EXERCISE AIM =
Pick up the "Changeling" movie review where it stops and keep writing it.

SOURCE PASSAGE =
++++++++++++++++++++
Ealasaid/ November 10, 2008/ Movie Reviews and Features

Directed by: Clint Eastwood
Starring: Angelina Jolie, John Malkovich, Jeffrey Donovan, Colm Feore
Rated: R for some violent and disturbing content, and language.
Parental Notes: This is a film aimed squarely at adults. There is some nastiness involving missing and murdered children which, while not graphic, renders the film unsuitable for youngsters — but children of that age would probably find the movie boring anyway.

“Changeling” is the latest film from Clint Eastwood, and while it’s set in the roaring twenties, it’s no lighthearted, zany period piece. It isn’t quite a period thriller, either. It feels more like the unraveling of a sweater: a firm, consistent pull on one thread leads to the popping loose of one connected thing after another until a vast, interconnected web is dismantled.
The single thread is a heartbreaking event: single mother Christine Collins (Angelina Jolie) comes home from her job at the telephone company to find that her nine-year-old son Walter is missing. She reports his disappearance to the LAPD, who eventually tell her Walter has been found in Illinois and is on a train home.
But the boy she meets on the train platform is not young Walter Collins. He says he is, and Captain Jones (Jeffrey Donovan) insists upon it — the LAPD are under fire for corruption and have held this case up as an example of their good work, and Jones has no intention of letting it be turned against them — but Christine knows the truth. Jones bullies her into taking the boy home, but as time passes it becomes very, very clear that he is not her son.
He’s too short, his dental records don’t match, he doesn’t know his classmates, and so on. However, the more Mrs. Collins protests, the harder the LAPD fight her, bringing in faux experts to cast doubts on her abilities as a mother and, when that fails, having her locked up in a mental hospital with other women who have proved inconvenient.
++++++++++++++++++++
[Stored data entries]
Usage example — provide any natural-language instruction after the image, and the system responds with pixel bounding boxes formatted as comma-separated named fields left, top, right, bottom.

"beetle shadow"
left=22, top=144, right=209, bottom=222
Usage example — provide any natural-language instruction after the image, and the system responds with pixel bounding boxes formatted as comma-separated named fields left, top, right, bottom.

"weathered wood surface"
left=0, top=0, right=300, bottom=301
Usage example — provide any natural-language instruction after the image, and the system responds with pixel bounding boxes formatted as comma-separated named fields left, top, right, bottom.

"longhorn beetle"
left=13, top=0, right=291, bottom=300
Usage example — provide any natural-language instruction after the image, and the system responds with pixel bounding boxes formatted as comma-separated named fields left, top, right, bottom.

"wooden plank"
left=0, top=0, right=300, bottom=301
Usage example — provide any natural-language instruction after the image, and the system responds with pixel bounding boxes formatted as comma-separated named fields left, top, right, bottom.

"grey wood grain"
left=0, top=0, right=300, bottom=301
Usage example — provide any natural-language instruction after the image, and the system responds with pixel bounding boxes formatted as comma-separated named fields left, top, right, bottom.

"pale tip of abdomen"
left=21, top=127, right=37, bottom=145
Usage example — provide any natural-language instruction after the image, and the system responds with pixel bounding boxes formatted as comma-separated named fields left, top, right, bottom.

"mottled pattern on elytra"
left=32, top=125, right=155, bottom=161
++++++++++++++++++++
ANSWER TO THIS EXERCISE =
Fortunately for Christine, Gustav Brigleb (John Malkovich), a minister who has made it his mission to bring the corruption of the LAPD to light, has taken an interest in her struggle, and his connections and sheer determination are of immense help. Malkovich is playing against type here, but it works. His anger and ferocity are on the side of good here, and it is a joy to watch Brigleb taking on the establishment with thundering, righteous rage.
If Malkovich embodies the righteous anger of the story, Jolie gives it heart. Her Christine Collins is tenacious and heartbreaking, but not maudlin or sappy. She weeps more than any movie character I have seen in recent years, but her determined refusal to cave in the face of overwhelming opposition is inspiring. Jolie gives her the quiet steel that one imagines a single mother of the time must have needed.
The story, as its opening titles tell us, is based in truth, and the screenplay by J. Michael Straczynski (of “Babylon 5” fame) has a slow, rolling pace which makes it feel more like a miniseries seen in one viewing than a single film. It suits the subject matter, however, and puts us in Christine Collins’ shoes — just when we think it’s all over, yet another rock is overturned.
“Changeling” not a particularly feel-good film; while justice can be said to have triumphed, it is a bittersweet victory. It is, however, a beautifully crafted film and a must-see for fans of serious, artistic filmmaking.